(Point-per-instance localization data)
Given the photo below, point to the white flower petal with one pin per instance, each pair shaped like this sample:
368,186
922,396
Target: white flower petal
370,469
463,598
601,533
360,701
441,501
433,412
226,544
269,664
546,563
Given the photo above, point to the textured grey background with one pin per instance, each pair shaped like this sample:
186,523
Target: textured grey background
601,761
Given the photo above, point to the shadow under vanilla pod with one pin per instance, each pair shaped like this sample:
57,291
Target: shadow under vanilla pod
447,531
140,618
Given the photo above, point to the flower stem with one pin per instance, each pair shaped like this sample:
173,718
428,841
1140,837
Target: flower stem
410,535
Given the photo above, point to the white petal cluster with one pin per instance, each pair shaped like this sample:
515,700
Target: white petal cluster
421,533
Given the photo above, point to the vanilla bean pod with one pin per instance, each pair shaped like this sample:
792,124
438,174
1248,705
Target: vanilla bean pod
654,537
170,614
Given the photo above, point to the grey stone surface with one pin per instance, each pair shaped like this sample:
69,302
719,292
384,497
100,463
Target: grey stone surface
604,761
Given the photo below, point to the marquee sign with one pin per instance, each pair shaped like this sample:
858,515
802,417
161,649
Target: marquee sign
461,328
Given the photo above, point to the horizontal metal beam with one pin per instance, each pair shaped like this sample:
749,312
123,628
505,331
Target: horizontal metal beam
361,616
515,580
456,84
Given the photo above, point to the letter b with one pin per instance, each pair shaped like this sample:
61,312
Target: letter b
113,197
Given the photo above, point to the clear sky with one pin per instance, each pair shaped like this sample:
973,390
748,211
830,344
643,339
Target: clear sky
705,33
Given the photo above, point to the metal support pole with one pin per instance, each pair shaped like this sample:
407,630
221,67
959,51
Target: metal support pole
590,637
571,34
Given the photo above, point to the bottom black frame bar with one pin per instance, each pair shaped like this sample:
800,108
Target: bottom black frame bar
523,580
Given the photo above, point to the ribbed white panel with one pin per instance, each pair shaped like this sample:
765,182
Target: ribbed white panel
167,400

**Work to be completed**. Set the entries above down again, each one exactly as written.

**Reply**.
Given the photo below, point to the white flower petal with one pin per instance, each pair shaped like this sample:
368,186
922,396
Target: white flower petal
370,469
463,598
601,533
360,701
441,501
433,412
226,544
269,664
546,563
Given the photo above, point to the textured grey background with one pin per instance, each pair shaped like this sample:
186,523
Target: textured grey background
601,761
Given the photo above, point to the shadow under vanilla pod with one pin per instance, each pair shaped like this sample:
57,291
Target: shadow under vanilla pod
447,531
140,618
Given the photo above, point to the flower stem with one pin per instance, each pair shaped like this sample:
173,718
428,841
1140,837
Target: flower stem
410,535
Given the photo above, point to the white petal cluster with one pin per instance, each pair shaped like this sample:
515,700
Target: white petal cluster
421,533
Given the photo above, point to the vanilla bean pod with one pin per instance, each pair shaped like this sample:
792,124
438,174
1248,705
Target: vanilla bean pod
654,537
170,614
Given the photo above, point to the grey stone surface with one pin per instance, each pair shaped like this sample:
69,302
719,292
384,497
100,463
Target: grey stone surface
604,761
Given the photo below, point to the marquee sign with one pin per instance, each pair shaped like this sample:
858,515
802,417
161,649
Target: marquee sign
461,328
Given the photo above, point to the horizontal metal beam with one pin per instance, each pair shaped like this sample:
749,312
123,628
505,331
Target: horizontal metal beam
361,616
515,580
456,84
Given the photo above, point to the letter b with one pin per instance, each pair shaped like this sample:
61,312
Target: letter b
113,197
Given the photo above, point to the clear sky with one pin per instance, each pair shaped like this sample:
973,390
748,211
830,344
643,339
Target: clear sky
705,33
Given the photo above, point to the metal support pole with one pin per instance, each pair shaped like this sample:
407,630
221,67
959,51
Target: metal support pole
590,637
571,34
Given the photo above, point to the bottom black frame bar with one pin per instance, each pair shaped like this sample:
800,108
Target: bottom black frame bar
523,580
Given the photo above, point to the ribbed white panel with one pin per instance, each pair shaped like this sample:
765,182
Target: ribbed white panel
167,400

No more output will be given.